▶ ENUNCIADO DA TAREFA: Repita na íntegra, sem alterar nada, o trecho abaixo sobre o livro de Tom Wolfe e sua adaptação para o cinema.

▶ TRECHO DO TEXTO:
--------------------------------------------------

Em 1990, Brian de Palma dirigiu a adaptação cinematográfica, com um elenco de estrelas: Tom Hanks, como Sherman; Bruce Willis, como Peter Falow; Morgan Freeman, como o juiz encarregado do caso; e Melanie Griffith, como Maria. Apesar disso, o filme foi um fracasso gigantesco, tanto de bilheteria, como de crítica. Isso se deve ao fato do diretor ter transformado o roteiro em algo debochado, com interpretações carregadas de uma proposital canastrice, querendo passar que toda aquela sociedade era uma farsa teatral evidente. Infelizmente, o filme ficou bizarro e perdeu qualquer chance de ser considerado sério.
Tom Wolfe faleceu aos 87 anos, em um hospital de Nova York, devido a uma infecção. Ele deixou a esposa e dois filhos.
AVALIAÇAO:
AUTOR: Thomas Kennerly WOLFE foi um jornalista e escritor norte-americano, conhecido por seu estilo marcadamente irônico. Nos EUA, é considerado um dos fundadores do new journalism, movimento jornalístico dos anos 60 e 70. Wolfe nasceu em Richmond, Virginia, nos Estados Unidos, filho de Thomas Kennerly Wolfe e Helen Hughes Wolfe.
TRADUÇAO: Lia WYLER
EDITORA: Rocco
PUBLICAÇAO: 2018
PÁGINAS: 592
COMPRAR: Amazon
Todos os personagens do livro são movidos pela ambição, cada um quer um pedaço da Fama e dinheiro que essa história pode trazer. Em nenhum momento ninguém pensa no jovem que foi atropelado. Assim como também descobrir quem é o verdadeiro culpado não importa, não tem culpado melhor que Sherman um figurão de NY rico e poderoso. E ele será execrado por todos mesmo sendo inocente.

--------------------------------------------------

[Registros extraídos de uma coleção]
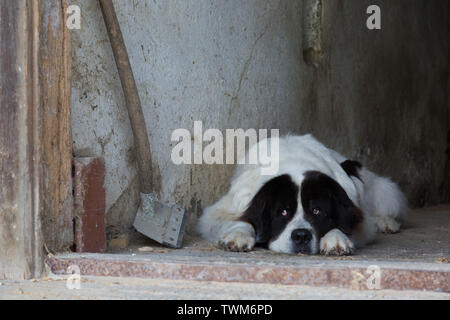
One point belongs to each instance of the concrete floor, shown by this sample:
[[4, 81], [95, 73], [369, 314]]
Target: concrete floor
[[104, 288], [417, 258]]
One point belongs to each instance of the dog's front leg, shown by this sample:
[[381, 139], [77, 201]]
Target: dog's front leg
[[336, 243], [237, 236]]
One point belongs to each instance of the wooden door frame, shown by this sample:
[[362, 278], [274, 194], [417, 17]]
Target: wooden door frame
[[35, 187]]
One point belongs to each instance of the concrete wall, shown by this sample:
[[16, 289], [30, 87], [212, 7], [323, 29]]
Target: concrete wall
[[378, 96]]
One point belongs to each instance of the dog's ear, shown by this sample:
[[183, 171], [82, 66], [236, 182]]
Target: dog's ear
[[258, 215], [346, 214]]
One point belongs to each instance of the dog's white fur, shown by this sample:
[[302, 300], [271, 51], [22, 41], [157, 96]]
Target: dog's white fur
[[381, 201]]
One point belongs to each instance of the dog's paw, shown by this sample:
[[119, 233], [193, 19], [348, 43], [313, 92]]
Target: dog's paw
[[237, 241], [336, 243], [387, 224]]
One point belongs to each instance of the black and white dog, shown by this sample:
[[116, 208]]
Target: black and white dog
[[318, 202]]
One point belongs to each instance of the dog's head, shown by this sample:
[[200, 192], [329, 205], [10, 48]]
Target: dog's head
[[292, 218]]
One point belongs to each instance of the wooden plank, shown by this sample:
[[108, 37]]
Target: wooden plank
[[55, 82], [35, 189], [19, 228]]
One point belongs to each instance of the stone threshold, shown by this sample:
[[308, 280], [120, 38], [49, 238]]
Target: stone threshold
[[319, 272]]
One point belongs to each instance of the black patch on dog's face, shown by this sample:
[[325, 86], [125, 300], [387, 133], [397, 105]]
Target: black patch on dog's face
[[272, 208], [351, 167], [326, 205]]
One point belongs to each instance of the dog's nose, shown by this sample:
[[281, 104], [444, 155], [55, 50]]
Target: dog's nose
[[301, 236]]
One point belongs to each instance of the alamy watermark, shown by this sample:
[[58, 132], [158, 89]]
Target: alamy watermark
[[73, 282], [231, 149], [73, 21], [374, 20]]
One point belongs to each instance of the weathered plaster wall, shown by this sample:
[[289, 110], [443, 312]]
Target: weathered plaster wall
[[379, 96]]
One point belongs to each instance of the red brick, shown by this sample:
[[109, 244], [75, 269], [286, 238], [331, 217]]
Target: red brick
[[89, 201]]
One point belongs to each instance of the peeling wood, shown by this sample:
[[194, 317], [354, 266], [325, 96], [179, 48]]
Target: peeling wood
[[55, 75], [35, 136]]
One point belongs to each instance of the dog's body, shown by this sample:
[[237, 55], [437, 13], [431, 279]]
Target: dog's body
[[318, 202]]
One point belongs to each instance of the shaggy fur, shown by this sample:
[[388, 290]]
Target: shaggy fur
[[319, 202]]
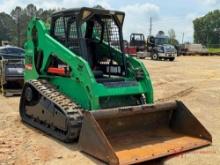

--------------------------------------------------

▶ RESPOSTA DO EXERCÍCIO:
Em 1990, Brian de Palma dirigiu a adaptação cinematográfica, com um elenco de estrelas: Tom Hanks, como Sherman; Bruce Willis, como Peter Falow; Morgan Freeman, como o juiz encarregado do caso; e Melanie Griffith, como Maria. Apesar disso, o filme foi um fracasso gigantesco, tanto de bilheteria, como de crítica. Isso se deve ao fato do diretor ter transformado o roteiro em algo debochado, com interpretações carregadas de uma proposital canastrice, querendo passar que toda aquela sociedade era uma farsa teatral evidente. Infelizmente, o filme ficou bizarro e perdeu qualquer chance de ser considerado sério.
Tom Wolfe faleceu aos 87 anos, em um hospital de Nova York, devido a uma infecção. Ele deixou a esposa e dois filhos.
AVALIAÇAO:
AUTOR: Thomas Kennerly WOLFE foi um jornalista e escritor norte-americano, conhecido por seu estilo marcadamente irônico. Nos EUA, é considerado um dos fundadores do new journalism, movimento jornalístico dos anos 60 e 70. Wolfe nasceu em Richmond, Virginia, nos Estados Unidos, filho de Thomas Kennerly Wolfe e Helen Hughes Wolfe.
TRADUÇAO: Lia WYLER
EDITORA: Rocco
PUBLICAÇAO: 2018
PÁGINAS: 592
COMPRAR: Amazon
Todos os personagens do livro são movidos pela ambição, cada um quer um pedaço da Fama e dinheiro que essa história pode trazer. Em nenhum momento ninguém pensa no jovem que foi atropelado. Assim como também descobrir quem é o verdadeiro culpado não importa, não tem culpado melhor que Sherman um figurão de NY rico e poderoso. E ele será execrado por todos mesmo sendo inocente.